Aunque la mayoría de los problemas sociales tienen vínculos de alguna especie con las estructuras económicas, en algunos casos fundamentales, la cuestión de las nacionalidades - el deseo de los pueblos de mantener su personalidad nacional - posee entidad propia y no admite razones meramente materiales.

En medio de la gigantesca crisis económica, política, social y nacional que en estos momentos (1991) está sacudiendo a la Unión Soviética en sus mismos cimientos, es frecuente leer opiniones de algunos de los principales protagonistas según las cuales los problemas nacionales a que el gobierno de la URSS se enfrenta pesan más que los económicos, con ser éstos de suma gravedad. La cuestión de las nacionalidades ha sido en muchos casos el eslabón más frágil de una cadena de conflictos.

Quienes en España se oponen rotundamente a la idea del estado federal parten generalmente del principio de que el federalismo significa un avance cuando sirve para unificar lo diverso y un retroceso cuando se propone organizar la diversidad, considerando dogmáticamente que la homogeneización lleva siempre consigo el progreso político y social y que la defensa de la variedad implica un retroceso. Dogma inaceptable para quienes consideramos que la diversidad es generalmente riqueza orgánica y vital, y la monotonía y uniformidad, pobreza y muerte. Se ha dicho con diferentes palabras que la uniformidad humana sería la petrificación del pensamiento y la muerte del espíritu.

El concepto unitario de la gran nación, míticamente ensalzado en los dos últimos siglos, no está esencialmente vinculado al progreso. El asunto requiere análisis mucho más sagaces. El federalismo -según Denis de Rougemont- tiene más de actitud vital que de sistema racional; «es mucho menos una doctrina que una práctica» (38).

Llegados a este punto creemos conveniente recordar mucho de lo dicho y hecho en los años (1978-1983) en que, con irresponsable precipitación, se destrozaron las históricas entidades de León, Castilla y Toledo para crear cinco nuevas regiones autónomas tras muchas discusiones, en algunas de las cuales nos consideramos moralmente obligados a intervenir. Los promotores de la región castellano-leonesa, cuyos núcleos más activos se hallaban en Valladolid, proclamaron la necesidad de obtener rápidamente el Estatuto de Castilla-León, que por iniciativa de los leoneses se denominó definitivamente -detalle muy significativo- de Castilla y León, sin perder tiempo en «cuestiones secundarias y vanas discusiones» en tomo a límites territoriales e «historicismos reaccionarios». Urgía -se decía- no perder el tren de la historia y era preciso que los castellano-leoneses no se quedaran rezagados con relación a las demás regiones en la obtención del correspondiente Estatuto de Autonomía. Muchos de los grupos que así se agitaban se habían opuesto antes de 1931 a toda clase de autonomías regionales y, en 1932, al Estatuto de Cataluña. ¿Por qué entonces tanta prisa? No porque tras siglos de unitarismo Castilla y León pudieran llegar tarde a nada perentorio (nunca urge cometer un dislate), sino porque la improvisación, la prisa y el barullo creaban las circunstancias más propicias para la liquidación de las milenarias nacionalidades de León y Castilla y para el asentamiento en la cuenca del Duero de la nueva región geográfico-administrativa castellano-leonesa, propugnada desde mediados del siglo xix por los caciques agrarios y en 1936 por el franco-falangismo. De aquí el querer acallar como historicistas reaccionarios a los defensores de las auténticas nacionalidades históricas; de aquí la urgencia de proclamar ante todo la región castellano-leonesa, dejando para después la cuestión de los límites territoriales y demás «detalles»; de aquí también la furiosa oposición a la autonomía uniprovincial de León -que afirmaba su leonesismo y de Segovia -que proclamaba su castellanía-, en contraste con la complaciente facilidad que se dio a las provincias de Santander y Logroño para obtener las suyas; como también se empujó a las provincias de Guadalajara y Cuenca -donde había un notable sentimiento castellanista- a que se incorporaran a la nueva entidad de Castilla-La Mancha; y se pasó por alto la castellanidad del territorio de la provincia de Madrid.

Datos guardados
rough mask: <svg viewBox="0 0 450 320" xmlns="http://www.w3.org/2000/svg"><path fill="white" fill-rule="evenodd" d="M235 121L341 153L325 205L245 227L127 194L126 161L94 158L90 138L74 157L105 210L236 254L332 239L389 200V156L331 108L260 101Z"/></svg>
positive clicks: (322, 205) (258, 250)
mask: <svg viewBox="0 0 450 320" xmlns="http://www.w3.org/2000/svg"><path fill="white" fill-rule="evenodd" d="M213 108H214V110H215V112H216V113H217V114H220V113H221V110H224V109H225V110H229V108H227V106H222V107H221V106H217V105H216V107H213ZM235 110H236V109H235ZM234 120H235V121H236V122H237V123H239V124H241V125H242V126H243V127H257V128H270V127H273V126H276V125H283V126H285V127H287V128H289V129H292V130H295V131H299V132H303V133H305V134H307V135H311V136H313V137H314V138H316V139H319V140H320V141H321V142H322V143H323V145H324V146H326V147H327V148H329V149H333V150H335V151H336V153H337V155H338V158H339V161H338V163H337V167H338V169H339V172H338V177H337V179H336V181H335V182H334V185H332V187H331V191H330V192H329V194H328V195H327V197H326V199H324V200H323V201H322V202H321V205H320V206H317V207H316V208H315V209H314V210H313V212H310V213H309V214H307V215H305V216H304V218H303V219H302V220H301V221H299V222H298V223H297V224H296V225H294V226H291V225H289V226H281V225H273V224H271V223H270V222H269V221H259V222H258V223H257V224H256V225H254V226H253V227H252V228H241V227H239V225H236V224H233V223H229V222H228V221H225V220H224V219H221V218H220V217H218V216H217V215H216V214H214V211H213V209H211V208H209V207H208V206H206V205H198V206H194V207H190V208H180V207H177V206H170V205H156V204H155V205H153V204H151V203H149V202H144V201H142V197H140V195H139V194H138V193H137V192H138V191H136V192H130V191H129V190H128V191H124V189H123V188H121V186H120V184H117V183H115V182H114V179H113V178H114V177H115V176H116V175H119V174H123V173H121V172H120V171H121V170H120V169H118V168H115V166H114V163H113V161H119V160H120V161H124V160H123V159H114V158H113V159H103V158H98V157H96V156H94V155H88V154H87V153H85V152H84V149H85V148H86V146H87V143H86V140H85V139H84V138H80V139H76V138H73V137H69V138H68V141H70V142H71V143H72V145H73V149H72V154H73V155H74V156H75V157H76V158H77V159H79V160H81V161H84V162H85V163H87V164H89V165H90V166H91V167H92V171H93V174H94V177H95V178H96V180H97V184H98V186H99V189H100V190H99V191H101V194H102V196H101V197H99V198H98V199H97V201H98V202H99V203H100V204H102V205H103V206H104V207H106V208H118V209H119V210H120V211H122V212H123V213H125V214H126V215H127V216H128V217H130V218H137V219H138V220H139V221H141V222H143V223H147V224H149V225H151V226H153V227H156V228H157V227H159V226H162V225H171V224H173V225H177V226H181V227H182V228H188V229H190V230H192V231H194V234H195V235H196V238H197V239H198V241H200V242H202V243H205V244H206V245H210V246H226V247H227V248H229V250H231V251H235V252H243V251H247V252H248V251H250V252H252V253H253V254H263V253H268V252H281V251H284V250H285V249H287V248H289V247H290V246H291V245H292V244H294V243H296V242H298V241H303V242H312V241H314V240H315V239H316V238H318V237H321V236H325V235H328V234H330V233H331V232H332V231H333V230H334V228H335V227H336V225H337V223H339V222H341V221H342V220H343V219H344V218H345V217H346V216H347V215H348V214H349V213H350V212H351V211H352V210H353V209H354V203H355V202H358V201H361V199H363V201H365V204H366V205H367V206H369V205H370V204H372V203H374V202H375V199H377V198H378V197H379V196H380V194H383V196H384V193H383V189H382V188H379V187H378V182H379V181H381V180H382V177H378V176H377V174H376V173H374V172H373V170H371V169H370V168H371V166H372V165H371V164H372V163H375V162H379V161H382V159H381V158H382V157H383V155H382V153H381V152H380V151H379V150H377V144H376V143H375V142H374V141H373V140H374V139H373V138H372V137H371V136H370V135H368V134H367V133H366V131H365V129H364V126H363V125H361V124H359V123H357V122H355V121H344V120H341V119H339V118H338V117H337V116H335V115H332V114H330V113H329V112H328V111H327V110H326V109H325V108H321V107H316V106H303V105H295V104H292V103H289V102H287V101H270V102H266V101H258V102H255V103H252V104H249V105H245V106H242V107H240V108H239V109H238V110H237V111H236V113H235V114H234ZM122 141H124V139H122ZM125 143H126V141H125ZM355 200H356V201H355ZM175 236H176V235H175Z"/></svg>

Consigna 1
Devuelve de forma literal el pasaje del texto sobre las nacionalidades que comienza en "Quienes en España" y termina en "muerte del espíritu.".
Consigna 2
Responde estas preguntas a partir del texto sobre las nacionalidades:
(a) ¿En qué año sitúa el texto la crisis que sacudía a la Unión Soviética?
(b) ¿A quién atribuye el texto la idea de que el federalismo es «mucho menos una doctrina que una práctica»?
(c) ¿Cuántas nuevas regiones autónomas se crearon al destrozar las entidades de León, Castilla y Toledo?
Consigna 3
Escribe la continuación del texto sobre las nacionalidades a partir de su última oración.

Respuesta 1
Quienes en España se oponen rotundamente a la idea del estado federal parten generalmente del principio de que el federalismo significa un avance cuando sirve para unificar lo diverso y un retroceso cuando se propone organizar la diversidad, considerando dogmáticamente que la homogeneización lleva siempre consigo el progreso político y social y que la defensa de la variedad implica un retroceso. Dogma inaceptable para quienes consideramos que la diversidad es generalmente riqueza orgánica y vital, y la monotonía y uniformidad, pobreza y muerte. Se ha dicho con diferentes palabras que la uniformidad humana sería la petrificación del pensamiento y la muerte del espíritu.

Respuesta 2
(a) En 1991.
(b) A Denis de Rougemont.
(c) Cinco.

Respuesta 3
La verdad es que la mayor parte de lo ocurrido entre 1976 y 1983 en relación con las autonomías de las regiones correspondientes a los antiguos reinos de León, Castilla y Toledo (Castilla la Nueva) se debe a desconocimiento -falta de información válida- sobre cuestiones fundamentalmente históricas.

El nacionalismo vasco no es mera invención personal de una mente más o menos delirante de finales del siglo xix; ni el regionalismo leonés sólo un pretexto para la creación de grupúsculos políticos en tomo a un nuevo conflicto regional. Ambos tienen raíces nacionales más viejas y no menos auténticas que muchos de los Estados que hoy integran las Naciones Unidas. Lo que sí son producto de confusas prestidigitaciones son las regiones que entre 1976 y 1983 se sacaron de la manga política los inventores de las nuevas entidades autónomas de Castilla y León, Castilla-La Mancha y sus epígonos. El «antihistoricismo» seudoprogresista y el pragmatismo tecnocrático, utilizados por la burocracia cultural al servicio de la politiquería, han podido más, en estos casos, que las razones históricas, primarias en las cuestiones nacionales y consideradas en la Constitución de 1978.


Todas estas deplorables actuaciones circunstanciales han contribuido a crear en la España de las Autonomías una dicotomía que resquebraja moralmente el mapa nacional, de la que ya hemos dicho algo en el capítulo XVII.

Para que los españoles estemos todos unidos por un común espíritu nacional será preciso que todas las nacionalidades o regiones del país tengan auténticamente una condición afín. No es posible equiparar la milenario nacionalidad catalana de un ampurdanés o la leonesa de un berciano con la madrileña -nacida en 1983- de un alcalaíno despojado de su castellanía. Hay, pues, un pernicioso desequilibrio moral entre las auténticas nacionalidades o regiones españolas creadas por la historia a lo largo de los siglos y las que son ocasionales productos políticoadministrativos de reciente invención.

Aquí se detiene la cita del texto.